O crescimento de queixas e relatos de violência contra a mulher nas zonas rurais e nas terras indígenas é uma realidade no cotidiano de militantes e lideranças sociais, que não contam com qualquer suporte de políticas pública que as atendam e tão pouco fazem parte das estatísticas oficiais existentes.

Os poucos dados disponibilizados no Brasil sobre violência doméstica e familiar contra mulheres é do Fórum Brasileiro de Segurança Pública e esse registrou aumento dos casos de estupros, principalmente contra meninas. Os feminicídios, assassinatos de mulheres, de acordo com eles, cresceram 22,2%, entre março e abril de 2020, em 12 estados do país comparados ao ano anterior.

 Quanto à violência de gênero, assistimos durante todo o processo eleitoral, ataques brutais as mulheres candidatas e depois às vereadoras eleitas, por sua condição de mulher, em função de sua cor, etnia e ou classe.

 A violência contra a mulher causa impactos desastrosos na vida das vítimas e de todas/todos que estão ao seu entorno, implicando determinante e negativamente em seus projetos e qualidade de vida, na sua saúde mental e saúde sexual e reprodutiva, além de afetarem sua capacidade de reação e de intervenção na realidade social, limitando sua contribuição para a superação das questões sociais e adversidades causadas pela pandemia na sua vida e na vida da comunidade.

 A ausência de uma política estratégica de prevenção à violência contra a mulher por parte dos governos no Brasil é uma realidade objetiva nesse momento de pandemia, já que o governo federal tem investido na desconstrução do pouco que se tinha conquistado nos últimos 14 anos com o advento da Lei Maria da Penha.   

Temos assistido os poucos municípios que tem os serviços de enfretamento à violência apresentando um alto índice de negligência na efetivação das suas ações, de descompromisso, desqualificação e desconhecimento das implicações do fenômeno da violência doméstica e familiar  da mulher   por parte da maioria dos agentes públicos.

É necessário que possamos, enquanto militantes dos diretos humanos, reforçar a luta das mulheres e feministas, reforçando a importância  de dar visibilidade nacional à  violência familiar, assim como a  todas as outras formas de violência de gênero contra as mulheres;

É fundamental construirmos estratégias de proteção das mulheres através de práticas preventivas e de combate veemente ao machismo;

É importante construirmos diálogos sobre relações afetivas abusivas que informe, oriente e desperte a atenção de todos e todas sobre as consequências dessas relações;

 É imprescindível nos mobilizarmos em defesa das politicas públicas de enfrentamento à violência contra as mulheres e sua efetivação, alicerçados em preceitos normatizados nos termos de referências, construídos a partir da garantia dos direitos humanos das mulheres.

É preciso fiscalizar e monitorar essas politicas públicas na sua efetivação e combater todas as manobras machistas e patriarcais utilizadas, principalmente no sistema de justiça e de segurança pública, para minimizar a gravidade desse cruel fenômeno social, que se alimenta e se sustenta dessas manobras,  pautadas na violência por poderes e  nas violências institucionais.    

Por fim, penso ser fundamental construirmos   campanhas permanentes, protagonizadas por lideranças políticas, religiosas, comunitárias, intelectuais, personalidades do mundo da arte e da comunicação, falando de como e porque combater a violência contra as mulheres. Darmos voz às vítimas nas campanhas com mulheres sobreviventes, dialogando sobre suas experiências de vida, as consequências e rompimento com o ciclo da violência e dirigir campanhas que dialoguem com os homens sobre comportamento machista, sexista e sobre masculinidades saudáveis e civilizatórias também é proposta fundamental e urgente.

● **Usando as informações**
#1 Responda às perguntas sobre o trecho:
(a) Segundo o Fórum Brasileiro de Segurança Pública, qual foi o percentual de crescimento dos feminicídios entre março e abril de 2020?
(b) Quantos anos de conquistas desde o advento da Lei Maria da Penha o trecho menciona?
(c) Em quais sistemas o trecho aponta principalmente o uso de manobras machistas e patriarcais?
#2 Reproduza a parte do trecho que começa em "O crescimento de" e termina em "ao ano anterior.".
Responda com base exclusivamente no trecho.

● **Listagem de dados**
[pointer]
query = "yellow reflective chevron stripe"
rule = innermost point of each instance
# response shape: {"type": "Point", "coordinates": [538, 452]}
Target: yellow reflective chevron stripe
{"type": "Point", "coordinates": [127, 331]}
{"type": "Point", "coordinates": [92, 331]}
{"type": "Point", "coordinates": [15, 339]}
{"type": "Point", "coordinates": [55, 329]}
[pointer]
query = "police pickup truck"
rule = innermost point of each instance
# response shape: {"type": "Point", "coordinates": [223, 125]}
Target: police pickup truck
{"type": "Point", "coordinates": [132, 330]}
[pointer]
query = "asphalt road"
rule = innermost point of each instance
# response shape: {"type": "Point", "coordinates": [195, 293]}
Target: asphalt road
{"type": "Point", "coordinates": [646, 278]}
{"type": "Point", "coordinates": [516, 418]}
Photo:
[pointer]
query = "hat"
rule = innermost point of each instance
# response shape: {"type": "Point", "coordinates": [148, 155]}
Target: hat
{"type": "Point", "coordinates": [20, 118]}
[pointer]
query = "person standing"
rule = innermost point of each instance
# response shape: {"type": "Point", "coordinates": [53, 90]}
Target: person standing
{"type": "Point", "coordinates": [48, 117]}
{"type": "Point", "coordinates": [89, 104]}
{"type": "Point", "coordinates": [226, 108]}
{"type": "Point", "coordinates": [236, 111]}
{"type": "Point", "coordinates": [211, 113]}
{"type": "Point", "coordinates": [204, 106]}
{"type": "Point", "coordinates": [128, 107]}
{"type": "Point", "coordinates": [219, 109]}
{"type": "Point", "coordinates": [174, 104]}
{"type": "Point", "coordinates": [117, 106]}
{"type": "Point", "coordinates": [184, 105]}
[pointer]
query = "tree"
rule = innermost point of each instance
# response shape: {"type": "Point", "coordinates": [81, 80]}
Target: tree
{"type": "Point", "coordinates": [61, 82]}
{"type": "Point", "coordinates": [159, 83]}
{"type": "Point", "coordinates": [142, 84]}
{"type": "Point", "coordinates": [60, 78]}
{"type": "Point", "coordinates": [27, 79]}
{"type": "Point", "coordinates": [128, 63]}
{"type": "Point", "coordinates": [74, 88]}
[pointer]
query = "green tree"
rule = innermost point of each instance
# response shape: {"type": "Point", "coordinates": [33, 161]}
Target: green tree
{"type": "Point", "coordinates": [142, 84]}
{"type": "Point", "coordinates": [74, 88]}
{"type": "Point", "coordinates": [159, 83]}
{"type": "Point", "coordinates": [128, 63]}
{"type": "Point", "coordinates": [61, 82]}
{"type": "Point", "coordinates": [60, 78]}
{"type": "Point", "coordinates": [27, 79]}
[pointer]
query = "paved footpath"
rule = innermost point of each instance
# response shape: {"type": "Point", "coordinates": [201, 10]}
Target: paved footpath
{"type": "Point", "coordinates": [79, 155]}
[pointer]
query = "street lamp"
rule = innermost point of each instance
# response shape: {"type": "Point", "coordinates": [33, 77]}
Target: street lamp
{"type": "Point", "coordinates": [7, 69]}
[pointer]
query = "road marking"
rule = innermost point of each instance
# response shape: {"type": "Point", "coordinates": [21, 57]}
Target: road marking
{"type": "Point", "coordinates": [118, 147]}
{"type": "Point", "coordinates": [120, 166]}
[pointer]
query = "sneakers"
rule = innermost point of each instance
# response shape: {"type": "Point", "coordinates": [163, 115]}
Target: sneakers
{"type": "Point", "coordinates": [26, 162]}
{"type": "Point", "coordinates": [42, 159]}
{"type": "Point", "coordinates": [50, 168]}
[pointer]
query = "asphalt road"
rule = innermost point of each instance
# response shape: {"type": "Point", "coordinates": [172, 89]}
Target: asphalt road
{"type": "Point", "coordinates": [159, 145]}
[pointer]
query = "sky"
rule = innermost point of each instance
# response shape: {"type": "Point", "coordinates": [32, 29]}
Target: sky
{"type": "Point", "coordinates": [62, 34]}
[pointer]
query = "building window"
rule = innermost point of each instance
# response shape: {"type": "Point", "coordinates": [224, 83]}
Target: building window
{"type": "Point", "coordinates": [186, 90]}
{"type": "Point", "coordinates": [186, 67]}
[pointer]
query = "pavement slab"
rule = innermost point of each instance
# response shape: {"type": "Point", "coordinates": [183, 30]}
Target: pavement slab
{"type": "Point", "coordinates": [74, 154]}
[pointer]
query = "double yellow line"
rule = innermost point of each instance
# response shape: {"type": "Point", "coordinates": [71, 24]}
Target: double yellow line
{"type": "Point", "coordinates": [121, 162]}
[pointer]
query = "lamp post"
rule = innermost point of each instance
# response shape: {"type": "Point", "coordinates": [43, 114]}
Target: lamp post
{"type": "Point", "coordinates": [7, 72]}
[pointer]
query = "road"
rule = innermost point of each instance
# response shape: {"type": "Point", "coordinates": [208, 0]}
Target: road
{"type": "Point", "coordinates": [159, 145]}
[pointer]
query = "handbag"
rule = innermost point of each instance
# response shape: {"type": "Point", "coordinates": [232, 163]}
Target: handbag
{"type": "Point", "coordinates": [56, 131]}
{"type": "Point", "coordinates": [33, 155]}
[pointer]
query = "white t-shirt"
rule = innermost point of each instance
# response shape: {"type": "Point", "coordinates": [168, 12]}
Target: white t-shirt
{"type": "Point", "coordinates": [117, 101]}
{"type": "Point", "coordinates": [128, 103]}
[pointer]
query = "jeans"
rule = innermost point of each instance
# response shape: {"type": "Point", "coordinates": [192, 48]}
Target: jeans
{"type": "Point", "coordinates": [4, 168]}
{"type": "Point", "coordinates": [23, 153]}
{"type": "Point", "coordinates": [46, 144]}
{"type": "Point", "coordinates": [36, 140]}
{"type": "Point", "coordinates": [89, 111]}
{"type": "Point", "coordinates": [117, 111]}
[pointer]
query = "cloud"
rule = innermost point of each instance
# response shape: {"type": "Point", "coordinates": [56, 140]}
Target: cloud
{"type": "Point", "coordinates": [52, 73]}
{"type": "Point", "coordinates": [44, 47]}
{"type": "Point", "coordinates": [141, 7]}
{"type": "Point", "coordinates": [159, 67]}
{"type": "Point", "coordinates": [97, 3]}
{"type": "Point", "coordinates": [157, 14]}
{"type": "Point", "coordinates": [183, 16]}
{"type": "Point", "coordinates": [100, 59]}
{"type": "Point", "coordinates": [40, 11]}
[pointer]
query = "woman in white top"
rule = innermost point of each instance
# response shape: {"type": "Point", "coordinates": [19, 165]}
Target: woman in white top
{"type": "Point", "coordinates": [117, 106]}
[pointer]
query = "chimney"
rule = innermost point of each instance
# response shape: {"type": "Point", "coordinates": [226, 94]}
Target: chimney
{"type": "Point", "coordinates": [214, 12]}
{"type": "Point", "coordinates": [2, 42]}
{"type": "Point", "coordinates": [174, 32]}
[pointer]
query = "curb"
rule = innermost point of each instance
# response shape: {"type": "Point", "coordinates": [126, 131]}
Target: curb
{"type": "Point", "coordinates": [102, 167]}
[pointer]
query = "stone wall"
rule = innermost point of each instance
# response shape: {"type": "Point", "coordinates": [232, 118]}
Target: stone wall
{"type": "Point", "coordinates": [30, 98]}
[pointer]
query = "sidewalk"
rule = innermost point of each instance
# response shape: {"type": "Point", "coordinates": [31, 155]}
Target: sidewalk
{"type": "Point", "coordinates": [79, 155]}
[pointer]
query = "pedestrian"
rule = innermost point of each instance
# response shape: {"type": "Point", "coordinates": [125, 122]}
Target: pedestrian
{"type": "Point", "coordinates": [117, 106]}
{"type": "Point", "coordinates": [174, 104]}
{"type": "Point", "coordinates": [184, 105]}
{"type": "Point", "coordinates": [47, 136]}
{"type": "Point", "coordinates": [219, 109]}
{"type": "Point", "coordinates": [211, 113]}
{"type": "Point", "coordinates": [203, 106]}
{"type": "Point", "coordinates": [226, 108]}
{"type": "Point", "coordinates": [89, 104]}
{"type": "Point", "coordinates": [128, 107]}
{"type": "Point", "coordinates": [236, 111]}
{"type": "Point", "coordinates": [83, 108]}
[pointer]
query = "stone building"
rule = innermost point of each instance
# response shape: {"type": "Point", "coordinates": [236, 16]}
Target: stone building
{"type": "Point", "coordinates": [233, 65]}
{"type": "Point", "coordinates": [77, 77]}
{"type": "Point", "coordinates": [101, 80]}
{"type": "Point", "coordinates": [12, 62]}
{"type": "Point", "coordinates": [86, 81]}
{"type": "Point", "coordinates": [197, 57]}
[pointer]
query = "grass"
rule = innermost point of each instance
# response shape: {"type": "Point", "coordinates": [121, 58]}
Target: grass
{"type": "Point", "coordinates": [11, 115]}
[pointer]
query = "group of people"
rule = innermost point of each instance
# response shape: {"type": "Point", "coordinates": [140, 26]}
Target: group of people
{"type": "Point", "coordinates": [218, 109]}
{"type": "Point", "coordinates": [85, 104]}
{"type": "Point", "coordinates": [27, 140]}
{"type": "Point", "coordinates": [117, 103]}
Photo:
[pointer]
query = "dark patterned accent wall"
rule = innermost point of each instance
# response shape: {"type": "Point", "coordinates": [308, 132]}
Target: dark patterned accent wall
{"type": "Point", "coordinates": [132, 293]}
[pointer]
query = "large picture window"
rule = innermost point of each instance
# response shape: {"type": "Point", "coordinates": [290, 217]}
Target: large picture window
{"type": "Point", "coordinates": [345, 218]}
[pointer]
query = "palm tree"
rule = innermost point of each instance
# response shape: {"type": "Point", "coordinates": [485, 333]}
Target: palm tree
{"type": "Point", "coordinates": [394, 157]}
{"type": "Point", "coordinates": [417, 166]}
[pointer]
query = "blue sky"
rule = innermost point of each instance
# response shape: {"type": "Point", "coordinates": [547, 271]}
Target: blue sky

● **Respostas por tarefa**
#1
(a) 22,2%, em 12 estados do país, em comparação com o ano anterior.
(b) 14 anos.
(c) No sistema de justiça e no de segurança pública.

#2
O crescimento de queixas e relatos de violência contra a mulher nas zonas rurais e nas terras indígenas é uma realidade no cotidiano de militantes e lideranças sociais, que não contam com qualquer suporte de políticas pública que as atendam e tão pouco fazem parte das estatísticas oficiais existentes.

Os poucos dados disponibilizados no Brasil sobre violência doméstica e familiar contra mulheres é do Fórum Brasileiro de Segurança Pública e esse registrou aumento dos casos de estupros, principalmente contra meninas. Os feminicídios, assassinatos de mulheres, de acordo com eles, cresceram 22,2%, entre março e abril de 2020, em 12 estados do país comparados ao ano anterior.